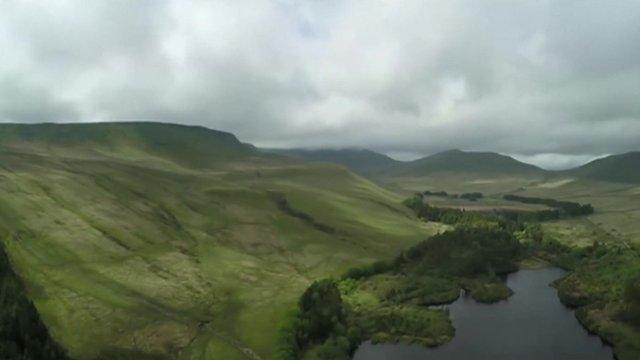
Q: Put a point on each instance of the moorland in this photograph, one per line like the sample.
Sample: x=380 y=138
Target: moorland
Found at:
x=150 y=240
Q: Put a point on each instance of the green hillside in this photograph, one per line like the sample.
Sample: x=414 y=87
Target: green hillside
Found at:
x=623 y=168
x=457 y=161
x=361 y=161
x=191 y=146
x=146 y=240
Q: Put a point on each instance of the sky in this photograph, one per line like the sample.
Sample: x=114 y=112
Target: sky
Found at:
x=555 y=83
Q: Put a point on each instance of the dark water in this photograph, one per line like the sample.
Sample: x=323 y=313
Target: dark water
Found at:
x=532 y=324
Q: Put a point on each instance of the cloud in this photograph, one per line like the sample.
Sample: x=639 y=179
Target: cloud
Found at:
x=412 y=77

════════════════════

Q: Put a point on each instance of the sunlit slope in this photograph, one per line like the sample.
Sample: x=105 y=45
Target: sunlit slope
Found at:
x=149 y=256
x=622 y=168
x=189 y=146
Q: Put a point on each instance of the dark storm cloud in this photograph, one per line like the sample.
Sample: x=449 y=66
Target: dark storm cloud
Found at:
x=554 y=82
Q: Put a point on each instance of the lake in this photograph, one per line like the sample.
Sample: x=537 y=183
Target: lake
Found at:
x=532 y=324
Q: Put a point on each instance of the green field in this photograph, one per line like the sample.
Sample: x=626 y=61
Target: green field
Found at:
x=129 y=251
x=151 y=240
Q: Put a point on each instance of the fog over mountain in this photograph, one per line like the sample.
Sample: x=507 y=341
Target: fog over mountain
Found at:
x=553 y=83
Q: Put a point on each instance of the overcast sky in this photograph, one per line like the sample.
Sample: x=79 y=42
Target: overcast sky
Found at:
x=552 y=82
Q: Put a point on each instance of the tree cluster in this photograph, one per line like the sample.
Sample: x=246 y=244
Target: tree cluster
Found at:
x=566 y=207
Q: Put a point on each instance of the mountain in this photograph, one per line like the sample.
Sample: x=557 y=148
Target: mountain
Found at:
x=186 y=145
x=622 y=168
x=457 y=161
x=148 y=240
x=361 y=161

════════════════════

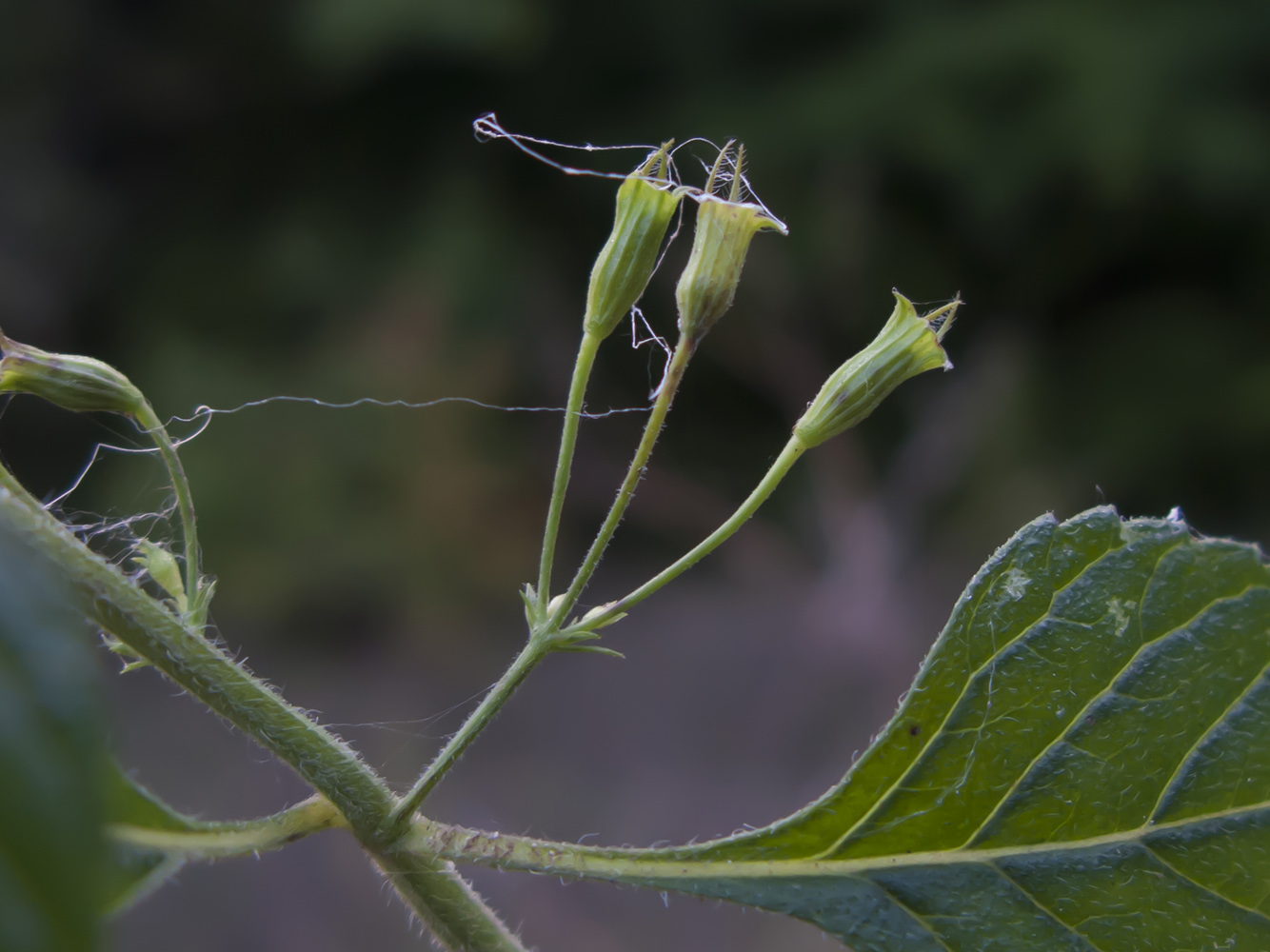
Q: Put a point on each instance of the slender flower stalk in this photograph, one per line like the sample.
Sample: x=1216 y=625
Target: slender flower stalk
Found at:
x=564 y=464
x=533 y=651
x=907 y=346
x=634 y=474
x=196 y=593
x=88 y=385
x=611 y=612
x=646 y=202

════════════════════

**AIM OF THE TASK:** Arrange the lines of the records as a numbered list, starting with the line that contains "Q: Put a point on each instance of the overcast" and going on through the line that contains "x=566 y=207", leaving out any blank lines.

**ANSWER TO THE TASK:**
1. Q: Put a point on each instance of the overcast sky in this photograph, one per line like the sample.
2. Sample: x=79 y=42
3. Target: overcast sky
4. Found at:
5. x=552 y=82
6. Q: Put a point on each instance of the tree cluster in this photograph, one per line like the sample.
7. Sample: x=246 y=244
8. Target: tree cluster
9. Found at:
10. x=566 y=207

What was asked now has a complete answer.